● **Your instructions**: Report each line in the rows below that contains the word "brown", copying every such line in full.

● **Material supplied**:
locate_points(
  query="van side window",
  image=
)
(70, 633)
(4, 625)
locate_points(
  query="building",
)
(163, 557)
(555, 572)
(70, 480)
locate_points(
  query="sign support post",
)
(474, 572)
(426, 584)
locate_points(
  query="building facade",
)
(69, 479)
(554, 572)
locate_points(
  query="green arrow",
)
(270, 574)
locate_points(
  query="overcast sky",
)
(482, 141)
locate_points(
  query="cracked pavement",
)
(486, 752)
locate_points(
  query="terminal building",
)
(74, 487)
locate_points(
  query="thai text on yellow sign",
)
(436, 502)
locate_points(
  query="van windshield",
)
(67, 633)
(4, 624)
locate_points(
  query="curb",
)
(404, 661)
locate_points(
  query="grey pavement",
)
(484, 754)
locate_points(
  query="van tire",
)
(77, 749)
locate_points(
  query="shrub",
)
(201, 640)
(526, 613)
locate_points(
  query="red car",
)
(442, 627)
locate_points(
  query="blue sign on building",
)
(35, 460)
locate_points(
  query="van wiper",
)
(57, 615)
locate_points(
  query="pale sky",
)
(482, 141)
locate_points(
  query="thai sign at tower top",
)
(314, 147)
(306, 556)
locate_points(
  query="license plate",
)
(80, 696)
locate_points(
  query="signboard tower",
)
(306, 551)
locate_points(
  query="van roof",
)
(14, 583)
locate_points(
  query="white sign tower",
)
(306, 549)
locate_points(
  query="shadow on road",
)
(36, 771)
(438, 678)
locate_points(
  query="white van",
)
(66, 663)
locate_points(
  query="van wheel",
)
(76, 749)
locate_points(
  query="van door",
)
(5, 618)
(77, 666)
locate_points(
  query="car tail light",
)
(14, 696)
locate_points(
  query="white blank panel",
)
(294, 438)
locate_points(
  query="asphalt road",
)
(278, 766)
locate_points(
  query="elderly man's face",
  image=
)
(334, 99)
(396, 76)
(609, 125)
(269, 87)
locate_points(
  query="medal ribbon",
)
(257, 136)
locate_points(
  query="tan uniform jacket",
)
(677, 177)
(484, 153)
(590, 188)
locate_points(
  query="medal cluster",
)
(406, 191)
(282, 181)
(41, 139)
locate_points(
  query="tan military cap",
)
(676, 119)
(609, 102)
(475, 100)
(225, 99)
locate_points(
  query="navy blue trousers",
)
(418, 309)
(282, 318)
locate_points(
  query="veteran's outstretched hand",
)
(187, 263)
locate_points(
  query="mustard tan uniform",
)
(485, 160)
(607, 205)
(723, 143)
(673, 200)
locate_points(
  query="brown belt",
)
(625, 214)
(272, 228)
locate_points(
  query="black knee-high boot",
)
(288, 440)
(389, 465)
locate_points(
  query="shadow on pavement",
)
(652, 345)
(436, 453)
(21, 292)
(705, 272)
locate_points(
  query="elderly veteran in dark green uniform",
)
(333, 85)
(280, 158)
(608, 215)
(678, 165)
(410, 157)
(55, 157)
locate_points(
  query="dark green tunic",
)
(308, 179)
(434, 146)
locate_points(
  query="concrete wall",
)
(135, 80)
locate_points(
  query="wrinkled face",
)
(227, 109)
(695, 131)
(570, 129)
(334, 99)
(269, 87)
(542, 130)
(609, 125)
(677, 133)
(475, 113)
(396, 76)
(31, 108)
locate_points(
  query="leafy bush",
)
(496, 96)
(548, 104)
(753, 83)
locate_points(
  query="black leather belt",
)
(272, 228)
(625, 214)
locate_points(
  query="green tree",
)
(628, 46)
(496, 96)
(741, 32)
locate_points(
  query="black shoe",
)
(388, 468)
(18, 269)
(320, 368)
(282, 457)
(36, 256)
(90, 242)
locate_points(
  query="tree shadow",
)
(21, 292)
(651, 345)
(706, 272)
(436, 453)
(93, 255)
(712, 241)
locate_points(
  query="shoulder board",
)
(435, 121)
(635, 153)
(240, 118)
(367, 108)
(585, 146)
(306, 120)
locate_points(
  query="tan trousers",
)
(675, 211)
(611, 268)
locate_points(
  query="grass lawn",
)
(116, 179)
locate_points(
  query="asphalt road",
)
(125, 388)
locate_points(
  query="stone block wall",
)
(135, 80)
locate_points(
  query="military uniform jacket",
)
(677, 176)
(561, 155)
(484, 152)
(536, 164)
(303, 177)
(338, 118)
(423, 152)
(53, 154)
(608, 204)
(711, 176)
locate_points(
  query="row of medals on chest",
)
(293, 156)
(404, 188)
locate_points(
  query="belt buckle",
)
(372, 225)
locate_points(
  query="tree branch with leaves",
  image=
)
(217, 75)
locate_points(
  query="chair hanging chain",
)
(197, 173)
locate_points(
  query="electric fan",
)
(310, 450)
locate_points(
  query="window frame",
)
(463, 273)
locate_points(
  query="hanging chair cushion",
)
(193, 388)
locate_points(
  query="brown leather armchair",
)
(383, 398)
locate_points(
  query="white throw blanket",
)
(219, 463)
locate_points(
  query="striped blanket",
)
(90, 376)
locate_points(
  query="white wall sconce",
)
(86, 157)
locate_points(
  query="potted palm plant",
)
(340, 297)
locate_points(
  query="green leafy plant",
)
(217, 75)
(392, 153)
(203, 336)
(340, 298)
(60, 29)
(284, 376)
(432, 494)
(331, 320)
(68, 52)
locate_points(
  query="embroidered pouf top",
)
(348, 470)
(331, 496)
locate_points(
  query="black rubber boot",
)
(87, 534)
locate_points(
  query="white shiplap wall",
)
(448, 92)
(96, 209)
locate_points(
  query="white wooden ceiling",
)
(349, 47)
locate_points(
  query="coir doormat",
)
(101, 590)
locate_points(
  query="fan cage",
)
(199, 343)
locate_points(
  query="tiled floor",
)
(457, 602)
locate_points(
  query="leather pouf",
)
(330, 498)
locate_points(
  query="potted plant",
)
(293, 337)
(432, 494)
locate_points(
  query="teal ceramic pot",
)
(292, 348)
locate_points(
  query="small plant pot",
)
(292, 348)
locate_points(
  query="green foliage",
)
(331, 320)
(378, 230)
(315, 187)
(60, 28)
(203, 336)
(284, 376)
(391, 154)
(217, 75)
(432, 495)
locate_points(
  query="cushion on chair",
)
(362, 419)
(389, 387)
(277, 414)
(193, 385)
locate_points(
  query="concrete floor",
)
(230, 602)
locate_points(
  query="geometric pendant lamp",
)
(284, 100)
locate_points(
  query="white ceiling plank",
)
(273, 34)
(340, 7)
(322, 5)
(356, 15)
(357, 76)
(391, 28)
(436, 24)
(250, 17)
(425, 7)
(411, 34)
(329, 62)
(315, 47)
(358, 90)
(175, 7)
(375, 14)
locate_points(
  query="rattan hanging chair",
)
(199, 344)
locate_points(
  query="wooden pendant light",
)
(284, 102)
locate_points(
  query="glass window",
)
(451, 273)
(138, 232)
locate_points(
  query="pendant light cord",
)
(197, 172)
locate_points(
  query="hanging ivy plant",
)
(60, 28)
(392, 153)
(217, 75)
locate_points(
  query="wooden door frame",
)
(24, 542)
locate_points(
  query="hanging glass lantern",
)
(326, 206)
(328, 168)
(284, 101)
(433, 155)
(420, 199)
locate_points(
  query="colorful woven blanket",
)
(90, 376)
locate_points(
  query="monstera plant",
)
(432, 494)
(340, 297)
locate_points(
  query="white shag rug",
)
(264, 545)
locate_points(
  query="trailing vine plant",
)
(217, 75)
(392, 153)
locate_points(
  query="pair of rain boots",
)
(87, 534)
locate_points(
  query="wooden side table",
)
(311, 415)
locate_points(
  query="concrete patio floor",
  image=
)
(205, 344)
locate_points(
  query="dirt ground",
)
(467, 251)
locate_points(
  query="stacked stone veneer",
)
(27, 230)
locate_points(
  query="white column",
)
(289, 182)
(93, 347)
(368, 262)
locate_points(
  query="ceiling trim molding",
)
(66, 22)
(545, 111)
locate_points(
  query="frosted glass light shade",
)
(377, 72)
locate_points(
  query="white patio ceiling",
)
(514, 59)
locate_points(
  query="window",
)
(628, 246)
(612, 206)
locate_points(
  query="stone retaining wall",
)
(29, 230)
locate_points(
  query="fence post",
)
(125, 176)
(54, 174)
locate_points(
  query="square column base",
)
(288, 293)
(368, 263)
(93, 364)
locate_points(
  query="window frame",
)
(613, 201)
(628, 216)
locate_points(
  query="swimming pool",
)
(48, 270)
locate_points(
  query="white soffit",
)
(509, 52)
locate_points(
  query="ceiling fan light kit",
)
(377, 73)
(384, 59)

● **Solution to the problem**:
  query="brown belt",
  query="brown leather armchair",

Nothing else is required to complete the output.